* Work to complete:
Rewrite the records below, changing every "Query" to "Target" and keeping everything else the same.
--- Begin Data in this exercise ---
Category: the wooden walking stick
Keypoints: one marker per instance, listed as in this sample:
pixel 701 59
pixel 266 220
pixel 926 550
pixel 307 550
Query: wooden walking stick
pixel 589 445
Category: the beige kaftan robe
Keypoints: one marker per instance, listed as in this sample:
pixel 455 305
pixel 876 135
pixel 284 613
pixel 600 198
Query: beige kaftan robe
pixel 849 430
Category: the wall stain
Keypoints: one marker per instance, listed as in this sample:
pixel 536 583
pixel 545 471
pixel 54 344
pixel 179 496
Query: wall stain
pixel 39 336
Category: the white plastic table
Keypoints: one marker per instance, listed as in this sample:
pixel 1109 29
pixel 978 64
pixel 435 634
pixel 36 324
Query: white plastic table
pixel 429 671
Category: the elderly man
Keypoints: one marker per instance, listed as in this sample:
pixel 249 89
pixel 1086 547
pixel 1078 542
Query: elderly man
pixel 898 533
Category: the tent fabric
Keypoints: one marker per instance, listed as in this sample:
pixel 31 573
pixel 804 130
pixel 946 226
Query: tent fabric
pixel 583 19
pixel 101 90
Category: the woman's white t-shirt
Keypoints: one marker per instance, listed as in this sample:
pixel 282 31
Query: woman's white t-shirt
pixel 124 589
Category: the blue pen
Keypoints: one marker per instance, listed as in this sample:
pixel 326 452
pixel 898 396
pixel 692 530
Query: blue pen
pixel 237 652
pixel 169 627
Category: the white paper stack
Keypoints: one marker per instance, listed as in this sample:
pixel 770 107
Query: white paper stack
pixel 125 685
--- End Data in this exercise ---
* Reply to the task:
Category: the wooden walking stick
Keypoints: one marker per instance, listed as in this sample:
pixel 701 59
pixel 266 220
pixel 926 550
pixel 307 550
Target: wooden walking stick
pixel 589 445
Category: the beige kaftan robe
Keypoints: one marker per instance, listed as in this sample:
pixel 455 305
pixel 876 135
pixel 284 613
pixel 600 198
Target: beige kaftan robe
pixel 849 430
Category: the wall stain
Keypoints: one marker per instance, listed as in this sample:
pixel 536 583
pixel 545 471
pixel 54 344
pixel 179 496
Target: wall stain
pixel 39 336
Category: the white plastic table
Keypoints: one marker per instance, listed as in this sample:
pixel 1109 29
pixel 978 64
pixel 435 634
pixel 36 324
Target: white plastic table
pixel 429 671
Category: the elderly man
Keypoints: one marker per instance, listed as in this sample:
pixel 249 89
pixel 1086 547
pixel 1078 542
Target: elderly man
pixel 898 533
Category: the tent fabric
Keypoints: one marker per instance, listed as in this sample:
pixel 31 573
pixel 804 130
pixel 946 226
Target: tent fabric
pixel 583 19
pixel 101 90
Category: the woman's white t-shirt
Keypoints: one marker per instance, listed as in this sample:
pixel 282 31
Target: woman's white t-shirt
pixel 124 589
Category: the blue pen
Keypoints: one marker per instance, listed as in this sample:
pixel 326 452
pixel 898 396
pixel 692 530
Target: blue pen
pixel 237 652
pixel 169 627
Category: the white paper stack
Keypoints: one marker per instance, listed as in this sample:
pixel 770 107
Target: white paper stack
pixel 125 685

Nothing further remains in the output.